[WHAT IS EXPECTED] List each line of the data that holds the string "capped", please.

(Collected data)
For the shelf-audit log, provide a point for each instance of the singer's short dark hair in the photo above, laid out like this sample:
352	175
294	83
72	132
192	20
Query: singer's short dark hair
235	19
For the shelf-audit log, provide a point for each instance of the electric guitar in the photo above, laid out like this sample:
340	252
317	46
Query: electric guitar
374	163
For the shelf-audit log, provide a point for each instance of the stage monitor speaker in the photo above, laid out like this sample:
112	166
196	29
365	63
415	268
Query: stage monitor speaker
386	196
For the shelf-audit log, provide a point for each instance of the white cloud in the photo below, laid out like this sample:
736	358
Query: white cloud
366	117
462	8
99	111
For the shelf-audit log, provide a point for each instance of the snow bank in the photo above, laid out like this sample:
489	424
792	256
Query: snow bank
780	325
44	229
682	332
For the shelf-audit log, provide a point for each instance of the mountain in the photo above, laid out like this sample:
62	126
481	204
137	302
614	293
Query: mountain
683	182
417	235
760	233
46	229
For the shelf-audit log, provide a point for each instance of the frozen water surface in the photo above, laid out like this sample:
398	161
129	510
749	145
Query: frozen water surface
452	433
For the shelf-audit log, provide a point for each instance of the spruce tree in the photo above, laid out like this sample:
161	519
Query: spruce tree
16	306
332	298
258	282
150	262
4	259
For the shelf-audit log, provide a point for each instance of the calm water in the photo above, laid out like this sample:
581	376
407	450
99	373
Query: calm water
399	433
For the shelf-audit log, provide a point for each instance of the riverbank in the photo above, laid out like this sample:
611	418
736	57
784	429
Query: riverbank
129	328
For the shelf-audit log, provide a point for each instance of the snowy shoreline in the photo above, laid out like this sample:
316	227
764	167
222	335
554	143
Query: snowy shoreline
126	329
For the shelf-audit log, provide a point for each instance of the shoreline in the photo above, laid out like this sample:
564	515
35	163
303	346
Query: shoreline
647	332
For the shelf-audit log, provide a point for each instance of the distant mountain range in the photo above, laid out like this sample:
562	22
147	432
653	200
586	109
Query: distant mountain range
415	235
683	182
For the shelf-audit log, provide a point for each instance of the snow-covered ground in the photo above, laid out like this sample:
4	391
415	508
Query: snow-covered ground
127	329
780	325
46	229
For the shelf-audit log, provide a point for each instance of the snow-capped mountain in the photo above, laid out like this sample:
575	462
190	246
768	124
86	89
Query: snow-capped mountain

[ANSWER FOR THE TASK]
For the shelf-audit log, provide a point for each instance of the snow-capped mountain in the photo above, laid out like this sample:
Query: snow-capped mountain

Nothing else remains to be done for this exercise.